EXERCISE OBJECTIVE: Find the word "white" in the data, then copy each line where it is found.

THE RECORDS:
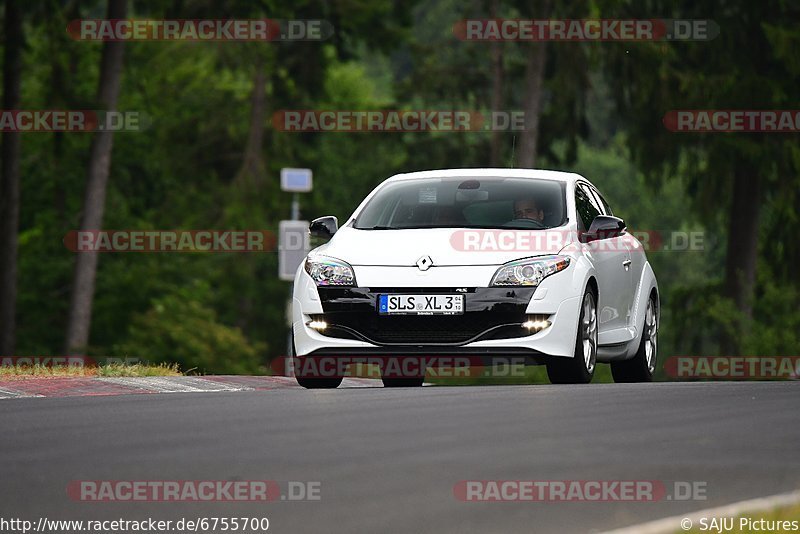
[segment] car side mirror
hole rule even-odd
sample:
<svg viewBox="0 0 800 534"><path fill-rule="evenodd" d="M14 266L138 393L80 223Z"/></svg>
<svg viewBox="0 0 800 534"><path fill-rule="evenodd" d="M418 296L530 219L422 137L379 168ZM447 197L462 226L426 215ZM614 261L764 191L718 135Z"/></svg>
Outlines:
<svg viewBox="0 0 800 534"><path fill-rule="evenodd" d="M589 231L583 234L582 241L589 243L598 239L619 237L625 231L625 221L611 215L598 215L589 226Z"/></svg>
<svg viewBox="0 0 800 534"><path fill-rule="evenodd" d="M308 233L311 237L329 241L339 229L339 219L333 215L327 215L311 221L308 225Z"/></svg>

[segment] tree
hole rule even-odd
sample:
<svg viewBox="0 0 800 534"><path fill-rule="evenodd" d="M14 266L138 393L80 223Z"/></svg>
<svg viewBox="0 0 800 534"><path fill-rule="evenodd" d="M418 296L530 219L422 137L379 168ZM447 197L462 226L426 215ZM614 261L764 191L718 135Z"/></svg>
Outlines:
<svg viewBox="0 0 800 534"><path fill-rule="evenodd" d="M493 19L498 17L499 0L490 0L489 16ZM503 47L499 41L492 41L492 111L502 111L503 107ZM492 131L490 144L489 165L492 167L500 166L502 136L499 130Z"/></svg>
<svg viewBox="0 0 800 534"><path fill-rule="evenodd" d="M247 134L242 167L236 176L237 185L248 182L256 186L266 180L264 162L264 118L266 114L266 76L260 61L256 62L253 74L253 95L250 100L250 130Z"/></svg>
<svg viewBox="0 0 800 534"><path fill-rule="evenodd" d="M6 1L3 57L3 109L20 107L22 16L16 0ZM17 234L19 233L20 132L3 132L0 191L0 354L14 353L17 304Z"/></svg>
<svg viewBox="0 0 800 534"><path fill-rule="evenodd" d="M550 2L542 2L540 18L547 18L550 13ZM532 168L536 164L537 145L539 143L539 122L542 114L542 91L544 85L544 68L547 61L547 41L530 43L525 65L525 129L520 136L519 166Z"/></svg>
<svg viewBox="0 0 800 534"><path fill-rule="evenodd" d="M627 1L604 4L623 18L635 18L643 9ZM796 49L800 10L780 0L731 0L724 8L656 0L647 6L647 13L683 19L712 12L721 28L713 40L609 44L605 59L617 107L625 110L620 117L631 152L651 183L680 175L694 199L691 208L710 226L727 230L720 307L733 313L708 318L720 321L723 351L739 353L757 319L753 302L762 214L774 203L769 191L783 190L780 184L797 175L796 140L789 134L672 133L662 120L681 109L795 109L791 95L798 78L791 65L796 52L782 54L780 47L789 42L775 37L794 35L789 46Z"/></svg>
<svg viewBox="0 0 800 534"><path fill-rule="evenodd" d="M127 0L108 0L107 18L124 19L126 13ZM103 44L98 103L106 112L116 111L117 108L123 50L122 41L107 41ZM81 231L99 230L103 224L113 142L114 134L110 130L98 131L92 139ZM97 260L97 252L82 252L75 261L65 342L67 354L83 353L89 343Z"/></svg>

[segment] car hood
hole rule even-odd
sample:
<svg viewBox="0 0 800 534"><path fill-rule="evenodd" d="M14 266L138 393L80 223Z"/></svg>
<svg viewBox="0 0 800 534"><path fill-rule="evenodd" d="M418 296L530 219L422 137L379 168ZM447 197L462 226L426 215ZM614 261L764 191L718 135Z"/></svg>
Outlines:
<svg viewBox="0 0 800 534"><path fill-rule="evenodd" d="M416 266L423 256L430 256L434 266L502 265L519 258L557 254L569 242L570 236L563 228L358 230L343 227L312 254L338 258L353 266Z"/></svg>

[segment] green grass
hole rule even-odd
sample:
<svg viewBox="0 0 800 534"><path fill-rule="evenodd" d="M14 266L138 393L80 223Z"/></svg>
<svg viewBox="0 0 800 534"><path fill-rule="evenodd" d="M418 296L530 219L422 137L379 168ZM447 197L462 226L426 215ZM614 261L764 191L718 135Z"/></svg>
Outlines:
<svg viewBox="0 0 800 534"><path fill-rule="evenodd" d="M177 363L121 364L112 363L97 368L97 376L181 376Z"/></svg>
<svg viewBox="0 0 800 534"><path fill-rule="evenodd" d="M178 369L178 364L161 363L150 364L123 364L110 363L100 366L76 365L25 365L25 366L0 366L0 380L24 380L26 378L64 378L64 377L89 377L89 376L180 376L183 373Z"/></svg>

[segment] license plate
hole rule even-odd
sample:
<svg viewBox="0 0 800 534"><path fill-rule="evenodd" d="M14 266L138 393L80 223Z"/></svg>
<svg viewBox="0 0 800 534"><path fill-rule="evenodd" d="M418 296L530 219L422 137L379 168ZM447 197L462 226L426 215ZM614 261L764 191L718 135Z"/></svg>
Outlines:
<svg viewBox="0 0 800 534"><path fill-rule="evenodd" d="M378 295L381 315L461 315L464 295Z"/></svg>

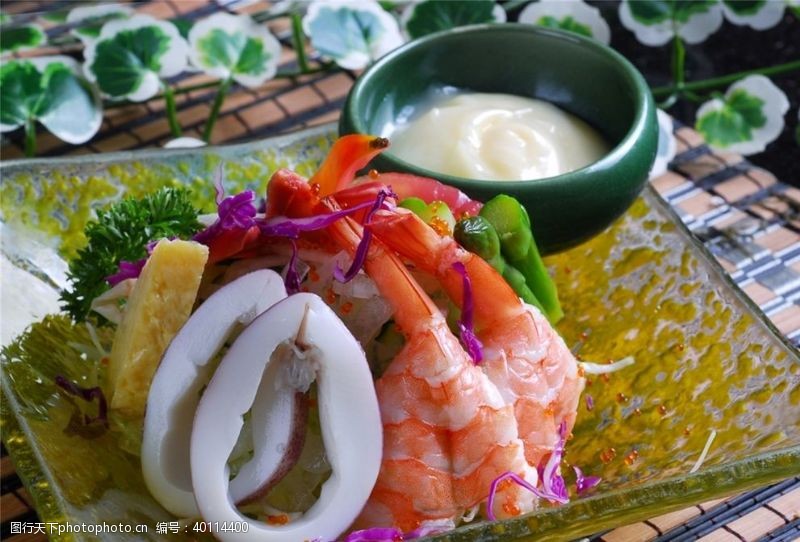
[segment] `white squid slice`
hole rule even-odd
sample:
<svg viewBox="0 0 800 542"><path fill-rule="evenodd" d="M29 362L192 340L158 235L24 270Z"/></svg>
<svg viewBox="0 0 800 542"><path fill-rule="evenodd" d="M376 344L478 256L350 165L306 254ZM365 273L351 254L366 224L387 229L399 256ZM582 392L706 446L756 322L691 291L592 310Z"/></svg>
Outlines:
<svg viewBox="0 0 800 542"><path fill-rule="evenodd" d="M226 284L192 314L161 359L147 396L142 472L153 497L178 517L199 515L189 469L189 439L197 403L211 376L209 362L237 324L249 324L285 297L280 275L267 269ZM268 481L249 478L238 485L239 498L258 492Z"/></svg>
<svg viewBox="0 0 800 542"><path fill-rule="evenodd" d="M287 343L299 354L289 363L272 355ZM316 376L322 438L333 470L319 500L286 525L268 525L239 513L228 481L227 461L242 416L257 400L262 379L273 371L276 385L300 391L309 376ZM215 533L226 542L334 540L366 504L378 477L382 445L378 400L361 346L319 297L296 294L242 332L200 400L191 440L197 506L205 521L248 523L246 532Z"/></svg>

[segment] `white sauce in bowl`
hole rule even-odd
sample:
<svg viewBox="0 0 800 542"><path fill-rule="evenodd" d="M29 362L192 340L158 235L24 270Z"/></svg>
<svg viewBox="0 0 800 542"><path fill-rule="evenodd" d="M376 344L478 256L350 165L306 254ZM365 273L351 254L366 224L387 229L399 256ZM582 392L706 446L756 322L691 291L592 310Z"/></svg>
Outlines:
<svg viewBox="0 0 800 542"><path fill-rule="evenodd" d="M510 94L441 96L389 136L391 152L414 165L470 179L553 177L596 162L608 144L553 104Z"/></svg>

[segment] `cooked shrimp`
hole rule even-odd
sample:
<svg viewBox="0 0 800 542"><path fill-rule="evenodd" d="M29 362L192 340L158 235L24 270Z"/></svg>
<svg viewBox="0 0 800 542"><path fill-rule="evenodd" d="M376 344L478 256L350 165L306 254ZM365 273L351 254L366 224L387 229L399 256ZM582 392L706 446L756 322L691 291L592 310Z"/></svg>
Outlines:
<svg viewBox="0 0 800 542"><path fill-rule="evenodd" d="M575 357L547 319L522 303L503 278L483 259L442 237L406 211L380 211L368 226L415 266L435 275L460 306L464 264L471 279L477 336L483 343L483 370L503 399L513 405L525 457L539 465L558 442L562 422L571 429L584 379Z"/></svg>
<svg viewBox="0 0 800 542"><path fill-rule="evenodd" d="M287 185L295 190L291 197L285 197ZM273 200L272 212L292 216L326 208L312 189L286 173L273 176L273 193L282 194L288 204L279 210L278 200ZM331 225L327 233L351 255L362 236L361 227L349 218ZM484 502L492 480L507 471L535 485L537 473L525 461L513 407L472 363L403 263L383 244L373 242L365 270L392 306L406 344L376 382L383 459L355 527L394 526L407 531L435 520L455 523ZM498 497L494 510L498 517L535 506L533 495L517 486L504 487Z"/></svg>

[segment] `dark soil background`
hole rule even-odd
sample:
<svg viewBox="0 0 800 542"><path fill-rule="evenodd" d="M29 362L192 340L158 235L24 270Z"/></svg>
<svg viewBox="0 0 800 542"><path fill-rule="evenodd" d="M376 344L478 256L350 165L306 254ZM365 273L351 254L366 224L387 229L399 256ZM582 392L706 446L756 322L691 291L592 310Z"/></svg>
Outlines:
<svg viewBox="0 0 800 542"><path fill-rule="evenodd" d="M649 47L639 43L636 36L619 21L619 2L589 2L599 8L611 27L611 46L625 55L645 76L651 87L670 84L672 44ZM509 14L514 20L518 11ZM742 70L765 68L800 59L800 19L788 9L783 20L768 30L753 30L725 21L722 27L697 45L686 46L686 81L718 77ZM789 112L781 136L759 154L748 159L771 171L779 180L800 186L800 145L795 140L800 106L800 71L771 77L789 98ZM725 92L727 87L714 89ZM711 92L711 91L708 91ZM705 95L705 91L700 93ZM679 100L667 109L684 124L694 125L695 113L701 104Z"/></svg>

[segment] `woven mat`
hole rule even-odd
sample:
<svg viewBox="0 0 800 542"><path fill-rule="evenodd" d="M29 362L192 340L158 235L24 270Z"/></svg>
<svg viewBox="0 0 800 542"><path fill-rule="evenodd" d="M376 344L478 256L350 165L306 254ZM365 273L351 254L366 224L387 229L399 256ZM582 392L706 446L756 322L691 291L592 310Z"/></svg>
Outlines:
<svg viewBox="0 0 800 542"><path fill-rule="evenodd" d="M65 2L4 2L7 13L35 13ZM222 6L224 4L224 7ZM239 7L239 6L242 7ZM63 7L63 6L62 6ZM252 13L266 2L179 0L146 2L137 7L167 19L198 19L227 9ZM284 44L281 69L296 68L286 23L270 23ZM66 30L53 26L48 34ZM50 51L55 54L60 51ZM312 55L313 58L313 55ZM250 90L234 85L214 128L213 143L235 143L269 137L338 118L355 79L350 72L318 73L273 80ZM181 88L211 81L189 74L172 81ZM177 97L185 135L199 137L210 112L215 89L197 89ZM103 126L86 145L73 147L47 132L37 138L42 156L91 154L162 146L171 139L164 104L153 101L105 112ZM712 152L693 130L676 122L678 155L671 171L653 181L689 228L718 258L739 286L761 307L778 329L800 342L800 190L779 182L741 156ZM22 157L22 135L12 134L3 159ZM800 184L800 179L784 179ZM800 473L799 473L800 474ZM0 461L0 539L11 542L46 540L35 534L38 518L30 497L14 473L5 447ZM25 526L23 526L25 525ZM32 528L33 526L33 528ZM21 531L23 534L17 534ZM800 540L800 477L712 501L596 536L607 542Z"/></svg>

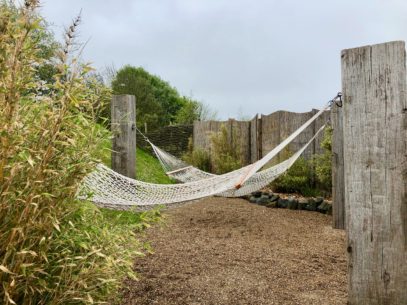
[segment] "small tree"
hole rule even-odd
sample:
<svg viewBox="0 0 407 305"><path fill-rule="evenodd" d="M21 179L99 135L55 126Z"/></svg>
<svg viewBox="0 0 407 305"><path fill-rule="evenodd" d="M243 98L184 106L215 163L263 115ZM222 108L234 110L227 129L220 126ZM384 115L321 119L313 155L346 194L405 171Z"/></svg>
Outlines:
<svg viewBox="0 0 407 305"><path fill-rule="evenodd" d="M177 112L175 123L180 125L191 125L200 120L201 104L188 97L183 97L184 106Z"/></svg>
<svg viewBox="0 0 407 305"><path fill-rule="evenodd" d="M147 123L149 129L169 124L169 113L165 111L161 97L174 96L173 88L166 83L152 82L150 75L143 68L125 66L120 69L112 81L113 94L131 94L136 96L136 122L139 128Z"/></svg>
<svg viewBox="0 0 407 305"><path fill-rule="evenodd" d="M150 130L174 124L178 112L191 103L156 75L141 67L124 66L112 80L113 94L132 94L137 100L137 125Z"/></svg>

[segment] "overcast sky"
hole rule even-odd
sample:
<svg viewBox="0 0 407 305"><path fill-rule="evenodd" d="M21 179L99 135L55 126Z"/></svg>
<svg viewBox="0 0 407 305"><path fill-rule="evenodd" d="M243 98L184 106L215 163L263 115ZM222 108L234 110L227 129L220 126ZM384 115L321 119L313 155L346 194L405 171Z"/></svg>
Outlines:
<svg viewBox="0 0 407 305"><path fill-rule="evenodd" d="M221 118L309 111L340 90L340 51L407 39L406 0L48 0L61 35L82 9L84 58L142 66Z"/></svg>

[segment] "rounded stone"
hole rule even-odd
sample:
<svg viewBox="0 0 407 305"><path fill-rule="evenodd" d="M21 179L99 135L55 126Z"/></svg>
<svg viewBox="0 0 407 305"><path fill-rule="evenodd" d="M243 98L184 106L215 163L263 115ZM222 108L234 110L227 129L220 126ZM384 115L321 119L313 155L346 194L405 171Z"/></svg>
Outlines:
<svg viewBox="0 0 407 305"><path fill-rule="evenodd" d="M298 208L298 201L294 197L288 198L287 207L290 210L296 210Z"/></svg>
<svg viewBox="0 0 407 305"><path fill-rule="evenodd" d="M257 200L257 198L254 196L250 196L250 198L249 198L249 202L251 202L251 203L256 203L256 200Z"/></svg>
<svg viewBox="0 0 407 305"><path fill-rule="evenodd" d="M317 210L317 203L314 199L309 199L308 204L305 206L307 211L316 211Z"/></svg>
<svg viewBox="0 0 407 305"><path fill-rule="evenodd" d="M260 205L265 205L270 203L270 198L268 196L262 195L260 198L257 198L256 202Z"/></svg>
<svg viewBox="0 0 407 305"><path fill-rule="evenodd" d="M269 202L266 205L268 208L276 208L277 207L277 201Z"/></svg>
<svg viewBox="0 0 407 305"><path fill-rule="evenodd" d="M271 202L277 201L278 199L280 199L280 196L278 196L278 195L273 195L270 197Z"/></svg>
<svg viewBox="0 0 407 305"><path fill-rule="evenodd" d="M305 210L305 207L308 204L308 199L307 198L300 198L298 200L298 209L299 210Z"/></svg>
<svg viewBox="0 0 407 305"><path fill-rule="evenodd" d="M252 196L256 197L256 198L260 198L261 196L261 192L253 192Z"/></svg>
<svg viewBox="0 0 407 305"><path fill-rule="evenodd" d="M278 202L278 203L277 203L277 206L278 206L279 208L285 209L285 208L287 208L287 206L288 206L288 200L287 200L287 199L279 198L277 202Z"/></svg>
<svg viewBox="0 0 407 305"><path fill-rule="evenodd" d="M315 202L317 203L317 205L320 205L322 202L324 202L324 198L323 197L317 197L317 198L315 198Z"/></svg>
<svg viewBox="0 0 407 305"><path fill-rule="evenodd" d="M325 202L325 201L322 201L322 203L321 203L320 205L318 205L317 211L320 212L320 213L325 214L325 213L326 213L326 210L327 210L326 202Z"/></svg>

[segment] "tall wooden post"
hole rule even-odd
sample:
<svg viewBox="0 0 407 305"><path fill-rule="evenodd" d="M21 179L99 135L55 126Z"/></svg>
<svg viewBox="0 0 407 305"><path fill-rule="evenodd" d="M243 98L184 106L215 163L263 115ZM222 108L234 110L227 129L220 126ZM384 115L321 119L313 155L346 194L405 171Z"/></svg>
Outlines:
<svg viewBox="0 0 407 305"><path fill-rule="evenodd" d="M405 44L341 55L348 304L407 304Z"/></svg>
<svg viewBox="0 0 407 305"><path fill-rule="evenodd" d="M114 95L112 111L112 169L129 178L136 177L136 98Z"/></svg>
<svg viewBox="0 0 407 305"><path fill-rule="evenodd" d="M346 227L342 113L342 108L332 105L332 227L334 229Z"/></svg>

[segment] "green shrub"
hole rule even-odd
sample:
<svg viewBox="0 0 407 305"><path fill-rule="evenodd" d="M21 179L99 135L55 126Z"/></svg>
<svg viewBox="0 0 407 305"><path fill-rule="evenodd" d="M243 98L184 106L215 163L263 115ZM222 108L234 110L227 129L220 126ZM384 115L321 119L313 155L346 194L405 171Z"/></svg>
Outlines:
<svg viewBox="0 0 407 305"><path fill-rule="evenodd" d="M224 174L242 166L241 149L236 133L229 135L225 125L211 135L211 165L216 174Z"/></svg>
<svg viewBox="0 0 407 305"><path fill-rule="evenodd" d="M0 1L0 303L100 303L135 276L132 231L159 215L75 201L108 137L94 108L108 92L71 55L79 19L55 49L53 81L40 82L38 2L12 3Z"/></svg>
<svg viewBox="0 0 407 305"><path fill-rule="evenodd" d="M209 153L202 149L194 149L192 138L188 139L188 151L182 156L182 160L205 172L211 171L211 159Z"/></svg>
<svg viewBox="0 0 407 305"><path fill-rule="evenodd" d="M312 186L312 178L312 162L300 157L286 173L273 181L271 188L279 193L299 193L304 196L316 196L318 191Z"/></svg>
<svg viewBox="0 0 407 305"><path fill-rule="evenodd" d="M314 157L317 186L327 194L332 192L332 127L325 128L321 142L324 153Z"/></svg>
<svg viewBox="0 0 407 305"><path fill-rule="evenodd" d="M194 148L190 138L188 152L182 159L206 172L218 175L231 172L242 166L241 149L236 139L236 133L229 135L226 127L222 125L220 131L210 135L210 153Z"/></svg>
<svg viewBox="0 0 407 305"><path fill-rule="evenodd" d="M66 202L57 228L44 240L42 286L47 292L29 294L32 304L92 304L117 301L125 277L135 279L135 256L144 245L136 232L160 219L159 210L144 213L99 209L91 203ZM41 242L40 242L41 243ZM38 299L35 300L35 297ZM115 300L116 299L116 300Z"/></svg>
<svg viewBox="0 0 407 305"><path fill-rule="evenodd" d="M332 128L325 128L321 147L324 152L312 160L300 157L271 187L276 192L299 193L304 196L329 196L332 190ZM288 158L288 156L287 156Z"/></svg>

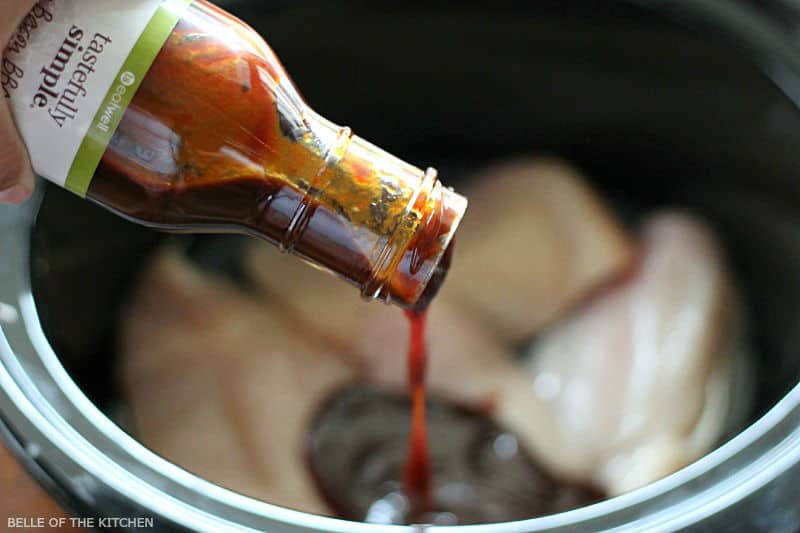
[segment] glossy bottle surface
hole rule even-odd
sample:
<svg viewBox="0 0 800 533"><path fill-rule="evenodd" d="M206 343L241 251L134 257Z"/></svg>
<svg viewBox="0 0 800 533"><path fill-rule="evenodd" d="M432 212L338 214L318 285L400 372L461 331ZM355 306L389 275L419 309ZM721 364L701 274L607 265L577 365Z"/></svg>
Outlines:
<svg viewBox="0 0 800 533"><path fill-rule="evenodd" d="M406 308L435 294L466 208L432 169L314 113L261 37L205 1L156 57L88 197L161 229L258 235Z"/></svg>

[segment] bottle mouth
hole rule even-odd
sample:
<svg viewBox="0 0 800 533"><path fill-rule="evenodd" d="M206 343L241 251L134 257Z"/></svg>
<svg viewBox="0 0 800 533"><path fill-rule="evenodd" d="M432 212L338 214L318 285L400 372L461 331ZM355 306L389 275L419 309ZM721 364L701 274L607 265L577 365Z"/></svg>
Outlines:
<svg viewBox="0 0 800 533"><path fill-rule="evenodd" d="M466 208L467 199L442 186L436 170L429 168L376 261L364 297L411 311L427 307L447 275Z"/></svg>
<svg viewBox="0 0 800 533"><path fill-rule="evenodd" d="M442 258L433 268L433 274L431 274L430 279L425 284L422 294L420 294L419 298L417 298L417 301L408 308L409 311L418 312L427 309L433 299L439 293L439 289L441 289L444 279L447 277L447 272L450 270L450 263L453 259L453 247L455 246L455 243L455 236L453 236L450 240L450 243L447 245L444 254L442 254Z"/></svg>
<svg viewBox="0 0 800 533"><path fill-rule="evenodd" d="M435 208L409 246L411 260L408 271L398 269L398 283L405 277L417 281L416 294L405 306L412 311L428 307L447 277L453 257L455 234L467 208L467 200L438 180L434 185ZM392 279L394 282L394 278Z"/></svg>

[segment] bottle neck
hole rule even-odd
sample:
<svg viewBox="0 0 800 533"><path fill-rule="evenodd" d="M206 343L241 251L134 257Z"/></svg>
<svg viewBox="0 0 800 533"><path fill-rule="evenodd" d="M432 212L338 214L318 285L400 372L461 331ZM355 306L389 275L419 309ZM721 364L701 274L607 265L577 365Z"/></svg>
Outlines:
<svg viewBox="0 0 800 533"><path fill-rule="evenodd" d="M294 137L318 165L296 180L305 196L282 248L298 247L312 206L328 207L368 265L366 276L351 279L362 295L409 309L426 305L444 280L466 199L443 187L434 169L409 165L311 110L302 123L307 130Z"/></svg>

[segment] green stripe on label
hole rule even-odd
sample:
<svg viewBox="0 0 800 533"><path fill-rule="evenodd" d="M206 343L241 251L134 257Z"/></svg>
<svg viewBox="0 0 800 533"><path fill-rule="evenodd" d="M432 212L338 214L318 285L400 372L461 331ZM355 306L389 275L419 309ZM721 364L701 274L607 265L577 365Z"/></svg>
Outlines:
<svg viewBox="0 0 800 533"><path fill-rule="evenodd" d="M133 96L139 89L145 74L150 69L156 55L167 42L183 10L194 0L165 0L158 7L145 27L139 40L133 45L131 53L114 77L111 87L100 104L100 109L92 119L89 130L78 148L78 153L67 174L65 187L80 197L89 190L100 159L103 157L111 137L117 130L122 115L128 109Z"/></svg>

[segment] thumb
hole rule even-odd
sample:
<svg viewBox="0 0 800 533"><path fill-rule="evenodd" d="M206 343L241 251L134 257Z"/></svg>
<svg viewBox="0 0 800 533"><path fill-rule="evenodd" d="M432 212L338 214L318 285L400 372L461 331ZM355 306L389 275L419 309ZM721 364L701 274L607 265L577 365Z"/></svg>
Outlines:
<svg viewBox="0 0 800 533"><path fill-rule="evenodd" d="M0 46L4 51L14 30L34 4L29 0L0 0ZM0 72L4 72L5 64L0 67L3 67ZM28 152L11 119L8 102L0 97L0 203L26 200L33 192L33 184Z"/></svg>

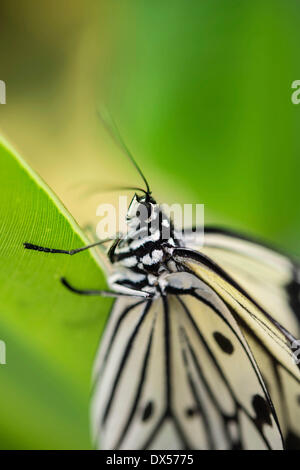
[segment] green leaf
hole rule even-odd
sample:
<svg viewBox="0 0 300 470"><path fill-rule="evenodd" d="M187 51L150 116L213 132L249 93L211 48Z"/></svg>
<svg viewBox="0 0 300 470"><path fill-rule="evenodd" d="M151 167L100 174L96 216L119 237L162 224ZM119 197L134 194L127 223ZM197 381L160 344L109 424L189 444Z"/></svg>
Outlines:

SOLUTION TO THE PROBLEM:
[segment] `white squid slice`
[segment] `white sauce in bowl`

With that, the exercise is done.